Perintah Tertulis a: Baris entri mana saja di bawah yang memuat kata "below"? Laporkan setiap baris itu, dan bedakan huruf besar dari huruf kecil.

Bacaan:
Kamis, 30 Mei 2013

DUA PERKEMAHAN BERTEMU

Sebaliknya Muhammad ia meneruskan perjalanannya. Sesampainya di ‘Usfan (sebuah desa terletak antara Mekah dan Medinah, sekitar 60 km dari Mekah) ia bertemu dengan seseorang dari suku Banu Ka’b. Nabi menanyakan kalau-kalau orang itu mengetahui berita-berita sekitar Quraisy.
“Mereka sudah mendengar tentang perjalanan tuan ini”, jawabnya.
“Lalu mereka berangkat dengan mengenakan pakaian kulit harimau. Mereka berhenti di Dhu Tuwa dan sudah bersumpah bahwa tempat itu samasekali tidak boleh tuan masuki. Sekarang Khalid bin’l-Walid dengan pasukan berkudanya sudah maju terus ke Kira’l-Ghamim. (sebuah wadi di depan ‘Usfan, sekitar 8 mil (+ 13km))”

Bahan untuk Diproses:
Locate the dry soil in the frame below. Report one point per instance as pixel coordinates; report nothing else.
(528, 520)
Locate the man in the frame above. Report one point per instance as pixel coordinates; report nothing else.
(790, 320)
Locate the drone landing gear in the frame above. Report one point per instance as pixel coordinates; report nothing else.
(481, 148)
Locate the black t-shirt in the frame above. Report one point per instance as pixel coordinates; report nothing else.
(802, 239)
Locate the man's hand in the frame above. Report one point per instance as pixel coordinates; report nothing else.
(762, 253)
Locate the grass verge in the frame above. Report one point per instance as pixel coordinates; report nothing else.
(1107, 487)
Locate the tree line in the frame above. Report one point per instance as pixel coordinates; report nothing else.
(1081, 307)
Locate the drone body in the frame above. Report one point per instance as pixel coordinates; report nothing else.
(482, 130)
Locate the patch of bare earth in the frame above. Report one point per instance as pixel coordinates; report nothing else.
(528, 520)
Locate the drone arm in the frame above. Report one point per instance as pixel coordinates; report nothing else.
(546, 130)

...

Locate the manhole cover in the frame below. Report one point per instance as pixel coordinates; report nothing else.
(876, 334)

Perintah Tertulis b: Nama tempat apa saja yang disebut dalam bacaan tentang dua perkemahan yang bertemu di atas? Sebutkan semuanya.

Hasil yang Benar a:
Locate the dry soil in the frame below. Report one point per instance as pixel coordinates; report nothing else.
Locate the manhole cover in the frame below. Report one point per instance as pixel coordinates; report nothing else.

Hasil yang Benar b: ‘Usfan, Mekah, Medinah, Dhu Tuwa, Kira’l-Ghamim